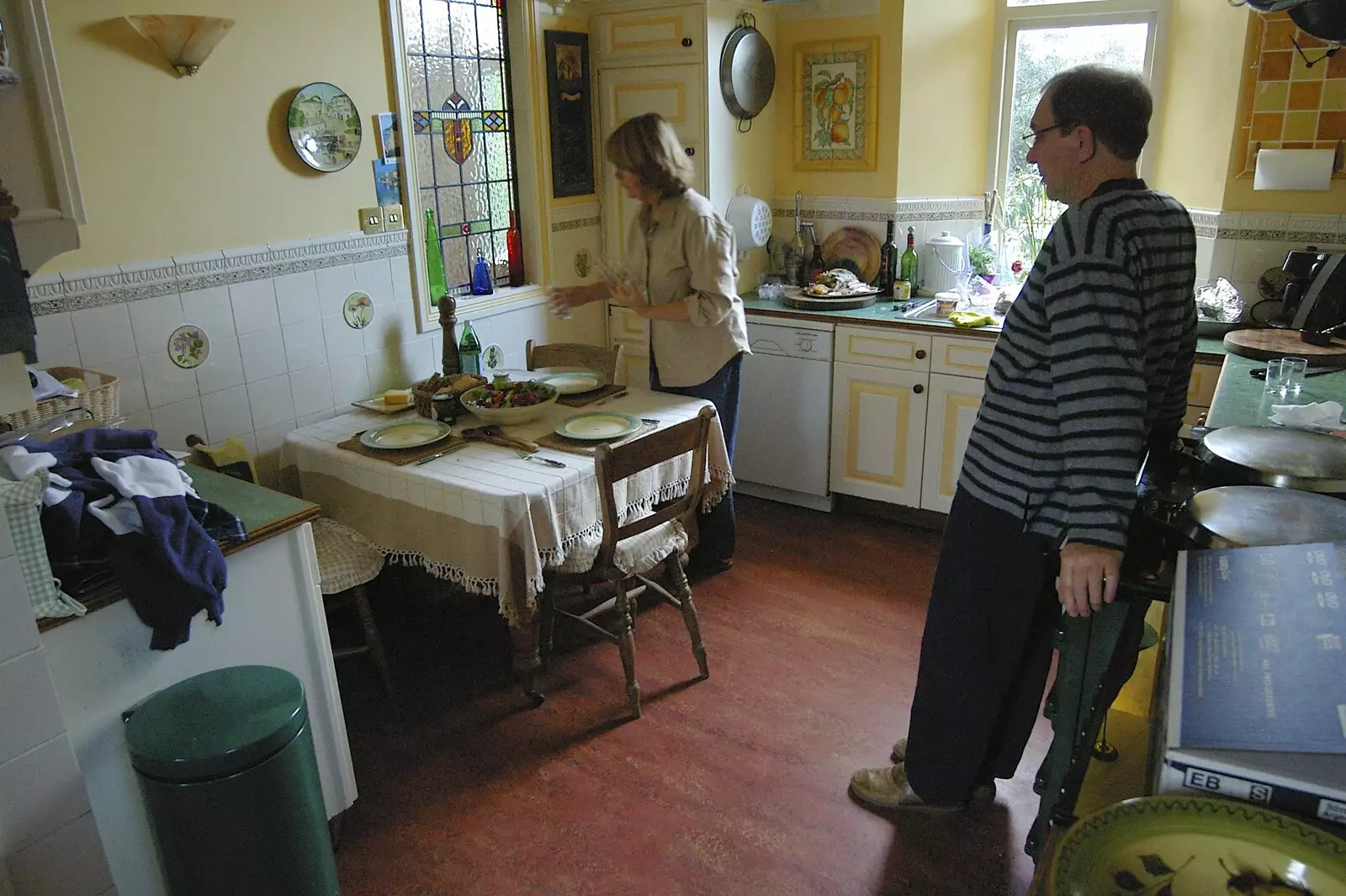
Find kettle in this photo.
[920,230,965,296]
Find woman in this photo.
[552,113,749,579]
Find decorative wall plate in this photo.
[341,292,374,330]
[168,324,210,370]
[285,81,362,171]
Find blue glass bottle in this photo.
[473,252,495,296]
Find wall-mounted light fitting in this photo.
[126,16,234,78]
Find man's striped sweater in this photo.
[958,180,1196,549]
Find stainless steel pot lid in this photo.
[1200,427,1346,494]
[1184,485,1346,548]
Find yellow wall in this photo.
[898,0,996,198]
[772,0,915,199]
[1151,0,1249,209]
[43,0,395,272]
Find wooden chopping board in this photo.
[1225,330,1346,368]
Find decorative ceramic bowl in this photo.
[1048,797,1346,896]
[462,382,561,427]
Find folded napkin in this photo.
[949,310,996,328]
[1270,401,1342,429]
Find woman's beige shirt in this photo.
[626,189,749,386]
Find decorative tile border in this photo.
[29,230,408,316]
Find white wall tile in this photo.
[323,312,366,366]
[289,364,332,417]
[283,317,327,370]
[126,292,187,355]
[229,280,280,335]
[314,265,357,317]
[32,310,79,368]
[70,304,137,370]
[140,351,198,408]
[197,337,244,395]
[0,649,66,761]
[9,811,112,896]
[328,355,374,405]
[276,270,321,326]
[247,375,294,433]
[182,287,234,338]
[150,398,206,451]
[238,324,288,382]
[0,734,89,854]
[200,386,253,444]
[0,559,42,656]
[103,358,150,415]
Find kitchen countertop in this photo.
[38,467,319,631]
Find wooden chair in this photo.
[543,406,715,718]
[523,339,622,384]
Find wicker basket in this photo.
[0,368,121,429]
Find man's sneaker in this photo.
[893,737,996,803]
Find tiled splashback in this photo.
[29,233,559,485]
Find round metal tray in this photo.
[1200,427,1346,494]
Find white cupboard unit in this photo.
[829,358,929,507]
[0,0,83,270]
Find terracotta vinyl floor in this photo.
[334,498,1050,896]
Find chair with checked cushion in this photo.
[543,406,715,718]
[314,517,397,701]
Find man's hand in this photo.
[1057,543,1121,616]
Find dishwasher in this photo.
[734,316,833,510]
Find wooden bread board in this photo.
[1225,330,1346,368]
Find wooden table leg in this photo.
[509,613,547,707]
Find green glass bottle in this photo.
[426,209,448,301]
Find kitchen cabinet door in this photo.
[920,374,987,514]
[592,5,705,67]
[829,362,929,507]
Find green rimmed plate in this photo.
[1052,795,1346,896]
[359,417,453,451]
[556,411,642,442]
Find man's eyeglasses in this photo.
[1023,124,1075,146]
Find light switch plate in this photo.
[359,206,384,233]
[379,202,406,230]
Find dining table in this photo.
[284,389,734,702]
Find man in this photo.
[851,66,1196,809]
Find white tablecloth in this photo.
[285,390,734,626]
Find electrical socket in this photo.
[359,206,384,233]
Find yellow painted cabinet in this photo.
[828,362,929,507]
[592,5,707,69]
[920,368,994,514]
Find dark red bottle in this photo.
[505,211,523,287]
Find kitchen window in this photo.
[987,0,1169,270]
[389,0,527,328]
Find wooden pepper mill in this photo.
[439,292,463,377]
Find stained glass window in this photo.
[401,0,518,294]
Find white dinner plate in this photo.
[556,411,642,442]
[359,418,453,451]
[537,373,603,395]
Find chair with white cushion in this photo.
[314,517,397,700]
[543,406,715,718]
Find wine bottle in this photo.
[505,211,523,287]
[900,227,920,296]
[875,220,898,299]
[458,321,482,375]
[426,209,448,301]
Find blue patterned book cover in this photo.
[1179,542,1346,753]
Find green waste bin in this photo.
[126,666,341,896]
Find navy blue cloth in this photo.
[25,429,231,649]
[650,347,743,565]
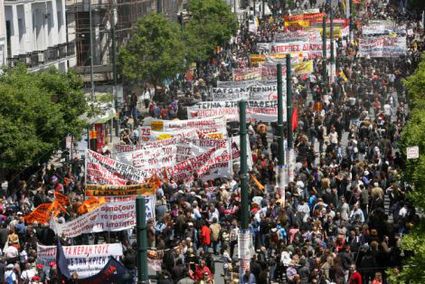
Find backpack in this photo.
[5,271,15,284]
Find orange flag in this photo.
[24,203,53,224]
[77,196,106,215]
[251,175,264,191]
[55,191,69,206]
[49,200,67,217]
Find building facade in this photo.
[0,0,75,71]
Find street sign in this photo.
[406,146,419,160]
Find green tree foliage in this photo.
[119,14,186,86]
[391,57,425,283]
[0,66,86,172]
[185,0,238,62]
= = = = =
What you should do: Write out all of the rows above again, word for word, and leave out the pictures.

Written response:
Find kettle in this photo.
[920,230,965,296]
Find woman in this photo.
[552,113,749,579]
Find decorative wall plate in this photo.
[341,292,374,330]
[168,324,210,370]
[285,81,362,171]
Find blue glass bottle in this photo.
[473,252,495,296]
Find wall-mounted light fitting in this photo.
[126,16,234,78]
Find man's striped sweater in this photo.
[958,180,1196,549]
Find stainless steel pot lid in this photo.
[1200,427,1346,494]
[1184,485,1346,548]
Find yellow wall in this photo.
[898,0,996,198]
[772,0,915,199]
[1151,0,1249,209]
[43,0,395,272]
Find wooden chopping board in this photo.
[1225,330,1346,368]
Find decorative ceramic bowl in this photo.
[1048,797,1346,896]
[462,382,561,427]
Find folded napkin in this photo.
[949,310,996,328]
[1270,401,1342,429]
Find woman's beige shirt in this photo.
[626,189,749,386]
Find decorative tile border in this photo.
[29,230,408,316]
Find white wall tile in this photo.
[323,312,366,366]
[289,364,332,417]
[283,317,327,370]
[126,292,187,355]
[229,280,280,335]
[314,265,357,317]
[32,310,79,368]
[70,304,137,370]
[140,351,198,408]
[197,337,244,395]
[0,649,66,761]
[9,811,112,896]
[328,355,374,405]
[276,270,321,326]
[247,375,294,433]
[182,287,234,338]
[150,398,206,451]
[238,324,288,382]
[0,734,89,854]
[200,386,253,444]
[0,559,42,656]
[103,358,150,415]
Find kitchen countertop in this photo.
[38,467,319,631]
Find wooden chair in this photo.
[543,406,715,718]
[523,339,622,384]
Find wicker basket in this photo.
[0,368,121,429]
Find man's sneaker in this photo.
[893,737,996,803]
Find tiled splashback in this photo.
[29,233,559,485]
Find round metal tray in this photo.
[1200,427,1346,494]
Find white cupboard unit in this photo.
[829,358,929,507]
[0,0,83,270]
Find terracotta vinyl floor in this photo.
[334,498,1050,896]
Find chair with checked cushion in this photo.
[543,406,715,718]
[314,517,397,701]
Find man's hand in this photo.
[1057,543,1121,616]
Find dishwasher in this photo.
[734,316,833,510]
Find wooden bread board in this photo.
[1225,330,1346,368]
Find wooden table leg in this photo.
[509,613,547,707]
Find green glass bottle in this photo.
[426,209,448,301]
Find kitchen cabinet door in this photo.
[920,374,987,514]
[592,5,705,67]
[829,362,929,507]
Find green rimmed plate in this photo.
[1052,795,1346,896]
[359,417,453,451]
[556,411,642,442]
Find man's eyeglasses in this photo.
[1023,124,1075,146]
Find light switch plate in this photo.
[359,206,384,233]
[379,202,406,230]
Find dining table in this photo.
[284,389,734,702]
Find man in this photo.
[851,66,1196,809]
Find white tablecloth in this photo.
[285,390,734,626]
Find electrical socket in this photo.
[359,206,384,233]
Find yellow painted cabinet in this photo.
[828,362,929,507]
[592,5,707,69]
[920,368,994,514]
Find dark red bottle in this photo.
[505,211,523,287]
Find kitchen window in this photo.
[987,0,1169,270]
[389,0,527,328]
Find wooden pepper mill in this photo.
[439,292,463,377]
Find stained glass window in this photo.
[401,0,518,294]
Find white dinner plate in this photo.
[556,411,642,442]
[359,418,453,451]
[537,373,603,395]
Find chair with white cushion in this photo.
[314,517,397,700]
[543,406,715,718]
Find wine bottle in this photo.
[505,211,523,287]
[900,227,920,296]
[875,220,898,299]
[458,321,482,375]
[426,209,448,301]
Find blue patterned book cover in this photo.
[1179,542,1346,753]
Find green waste bin in this photo.
[126,666,341,896]
Find navy blue cloth in this photo.
[25,429,231,649]
[650,347,743,565]
Find backpack in this photo.
[5,271,15,284]
Find orange flag in this photo.
[24,203,53,224]
[77,196,106,215]
[251,175,264,191]
[55,191,69,206]
[49,200,67,217]
Find building facade in this photo.
[0,0,75,71]
Find street sign in this photo.
[406,146,419,160]
Find green tree foliage in this photo.
[119,14,186,86]
[391,57,425,283]
[0,66,86,172]
[185,0,238,62]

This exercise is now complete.